**TEXT EXCERPT**
• • • •
Making the Best Use of Our Time
By Michael J. Graham, S.J.
It’s the Sunday before Thanksgiving as I write these words, and the same question is on the minds of just about everybody at Xavier University these days: Where the heck has this semester gone? It seems just yesterday we welcomed the new freshman, but that was months ago now. Two weeks of classes after Thanksgiving, a week of finals, and that’s it. Another one for the books. When I mentioned my amazement at how fast the semester is going to a friend of mine, he consoled me by telling me it’s because I am getting old. I prefer to think that it’s because I‘ve been busy, but no matter. It’s almost gone all the same. And here I am still wondering, just where has this semester gone?
But—maybe because I’m both a president and a priest I think of things like this—here is an even more important question: not where has this semester gone, but how has this semester gone?
It’s an interesting time of year to be asking this question of “how”—an interesting time of the Church year, I mean. This Sunday as I write this letter is the Feast of Christ the King, and its Gospel is Matthew, a chapter that, were it the only fragment of sacred scripture to survive, would still give us everything we need to know. There on His throne of judgment sits the Son of Man. But instead of wielding the sickle of last harvest or the sword of final judgment, it’s a question that the Son of Man carries with Him, a question to cleave sheep from goats as surely as Moses split the sea with his staff. It is not a question about creeds or commandments or beliefs. It is a question about food and water and clothing and comfort, about how you and I have attended to the needs of the hidden Christ wherever we have met Him.
To frame the question of how this semester has gone against this scriptural background is to be reminded of the important observation by the last General Superior of the Society of Jesus, Fr. Peter-Hans Kolvenbach, that Jesuit universities are best measured not by their
acreage or their endowments or the SAT’s of their incoming classes, but by who their students become. And so maybe the real question is how our students are becoming who they are becoming, in the course of this last semester.
• • • •
[Collection entries]

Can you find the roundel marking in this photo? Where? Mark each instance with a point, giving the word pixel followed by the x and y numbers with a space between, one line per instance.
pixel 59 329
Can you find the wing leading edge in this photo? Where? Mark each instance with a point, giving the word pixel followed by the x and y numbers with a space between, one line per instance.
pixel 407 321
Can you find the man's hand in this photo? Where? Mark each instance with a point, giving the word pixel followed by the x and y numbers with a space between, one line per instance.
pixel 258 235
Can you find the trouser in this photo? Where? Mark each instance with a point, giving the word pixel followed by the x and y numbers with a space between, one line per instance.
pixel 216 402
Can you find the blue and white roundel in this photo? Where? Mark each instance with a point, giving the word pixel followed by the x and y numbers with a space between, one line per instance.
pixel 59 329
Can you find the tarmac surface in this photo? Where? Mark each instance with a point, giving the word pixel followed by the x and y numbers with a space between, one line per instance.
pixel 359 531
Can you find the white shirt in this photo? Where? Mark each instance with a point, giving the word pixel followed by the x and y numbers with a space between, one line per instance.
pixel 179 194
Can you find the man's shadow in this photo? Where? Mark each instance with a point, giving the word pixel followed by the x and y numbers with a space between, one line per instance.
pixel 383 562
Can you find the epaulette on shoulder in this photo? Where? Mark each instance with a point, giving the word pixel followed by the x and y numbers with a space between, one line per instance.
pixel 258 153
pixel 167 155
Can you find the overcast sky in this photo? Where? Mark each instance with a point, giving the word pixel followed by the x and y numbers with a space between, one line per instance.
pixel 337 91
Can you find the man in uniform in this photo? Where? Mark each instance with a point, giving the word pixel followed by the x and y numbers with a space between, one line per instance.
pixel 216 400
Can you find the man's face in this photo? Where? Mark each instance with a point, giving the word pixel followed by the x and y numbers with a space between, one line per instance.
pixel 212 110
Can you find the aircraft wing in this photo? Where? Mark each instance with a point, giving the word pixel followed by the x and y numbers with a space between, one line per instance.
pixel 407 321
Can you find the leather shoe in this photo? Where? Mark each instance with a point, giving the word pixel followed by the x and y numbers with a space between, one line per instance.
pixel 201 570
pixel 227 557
• • • •
**TO DO**
In the essay on making the best use of time, by what does Fr. Peter-Hans Kolvenbach say Jesuit universities are best measured?

**WRITTEN SOLUTION**
By who their students become.